- WHAT YOU ARE ASKED TO DO
List every line in the data below that contains the word "rocky", copying each line in full.

- DATA LINES
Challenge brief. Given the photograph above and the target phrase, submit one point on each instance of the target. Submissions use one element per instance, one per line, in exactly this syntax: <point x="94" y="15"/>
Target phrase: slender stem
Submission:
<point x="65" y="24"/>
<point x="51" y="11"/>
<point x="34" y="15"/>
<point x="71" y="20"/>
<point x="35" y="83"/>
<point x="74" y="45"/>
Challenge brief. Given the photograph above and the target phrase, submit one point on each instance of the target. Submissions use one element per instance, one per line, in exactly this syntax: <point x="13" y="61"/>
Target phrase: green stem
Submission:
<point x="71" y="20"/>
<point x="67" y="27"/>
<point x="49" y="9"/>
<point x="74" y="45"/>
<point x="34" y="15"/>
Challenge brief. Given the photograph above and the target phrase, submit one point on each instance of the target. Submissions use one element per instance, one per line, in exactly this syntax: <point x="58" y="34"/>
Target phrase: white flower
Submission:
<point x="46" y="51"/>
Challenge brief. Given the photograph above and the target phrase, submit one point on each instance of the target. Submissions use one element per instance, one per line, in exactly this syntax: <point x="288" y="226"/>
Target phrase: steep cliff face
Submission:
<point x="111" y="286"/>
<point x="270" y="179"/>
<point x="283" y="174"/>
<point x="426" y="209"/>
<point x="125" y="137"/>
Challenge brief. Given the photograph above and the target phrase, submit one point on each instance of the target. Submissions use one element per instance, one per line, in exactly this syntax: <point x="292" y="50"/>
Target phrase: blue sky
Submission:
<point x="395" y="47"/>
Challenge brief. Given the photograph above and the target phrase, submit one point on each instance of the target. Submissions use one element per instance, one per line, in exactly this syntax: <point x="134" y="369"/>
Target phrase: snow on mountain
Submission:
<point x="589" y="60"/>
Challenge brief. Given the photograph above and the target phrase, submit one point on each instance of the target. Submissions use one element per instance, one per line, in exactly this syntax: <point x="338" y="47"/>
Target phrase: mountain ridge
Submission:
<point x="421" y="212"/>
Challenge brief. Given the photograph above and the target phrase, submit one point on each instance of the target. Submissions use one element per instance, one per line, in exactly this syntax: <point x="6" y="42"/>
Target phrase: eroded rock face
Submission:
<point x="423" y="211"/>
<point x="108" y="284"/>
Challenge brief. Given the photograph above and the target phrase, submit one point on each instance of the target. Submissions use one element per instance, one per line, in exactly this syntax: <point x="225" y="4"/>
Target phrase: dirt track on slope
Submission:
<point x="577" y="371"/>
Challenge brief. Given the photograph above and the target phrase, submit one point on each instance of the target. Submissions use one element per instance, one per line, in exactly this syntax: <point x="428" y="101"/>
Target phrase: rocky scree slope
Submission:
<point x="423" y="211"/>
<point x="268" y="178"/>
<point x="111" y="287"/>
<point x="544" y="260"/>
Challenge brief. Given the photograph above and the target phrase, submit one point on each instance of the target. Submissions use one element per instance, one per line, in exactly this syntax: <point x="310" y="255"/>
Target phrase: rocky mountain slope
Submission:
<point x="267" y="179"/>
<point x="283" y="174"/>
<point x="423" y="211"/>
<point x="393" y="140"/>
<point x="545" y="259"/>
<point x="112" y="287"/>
...
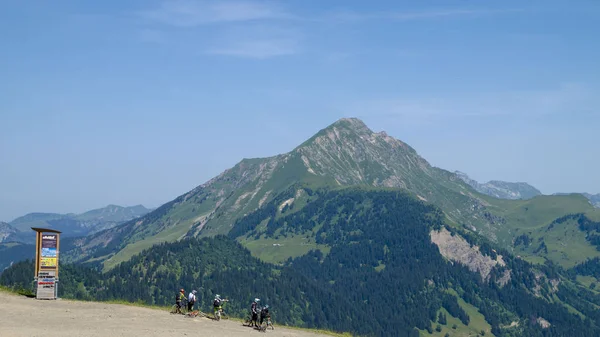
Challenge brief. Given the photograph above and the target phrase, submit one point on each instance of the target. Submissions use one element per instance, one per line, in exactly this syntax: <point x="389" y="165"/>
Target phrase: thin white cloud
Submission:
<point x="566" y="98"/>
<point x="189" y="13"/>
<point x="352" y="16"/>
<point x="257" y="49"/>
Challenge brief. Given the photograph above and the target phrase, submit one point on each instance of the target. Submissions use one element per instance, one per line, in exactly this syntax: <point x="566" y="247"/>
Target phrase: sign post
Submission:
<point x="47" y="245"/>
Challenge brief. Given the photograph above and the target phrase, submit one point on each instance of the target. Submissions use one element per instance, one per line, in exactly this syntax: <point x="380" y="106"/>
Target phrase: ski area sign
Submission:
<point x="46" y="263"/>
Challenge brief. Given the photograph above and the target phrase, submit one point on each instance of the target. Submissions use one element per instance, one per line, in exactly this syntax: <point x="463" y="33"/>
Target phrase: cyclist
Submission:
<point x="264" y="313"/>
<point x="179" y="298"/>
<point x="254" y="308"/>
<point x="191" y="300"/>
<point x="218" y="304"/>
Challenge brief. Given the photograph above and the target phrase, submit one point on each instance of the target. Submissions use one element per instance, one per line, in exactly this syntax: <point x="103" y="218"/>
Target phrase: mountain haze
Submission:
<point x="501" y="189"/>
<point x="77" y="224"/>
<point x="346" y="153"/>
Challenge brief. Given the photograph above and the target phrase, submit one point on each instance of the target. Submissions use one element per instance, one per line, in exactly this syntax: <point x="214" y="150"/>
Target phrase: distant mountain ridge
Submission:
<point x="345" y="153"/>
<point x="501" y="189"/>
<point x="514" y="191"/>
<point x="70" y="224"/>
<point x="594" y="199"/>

- CORRECT ANSWER
Target phrase: rocky scree slope
Target phrase: rocky mountain slope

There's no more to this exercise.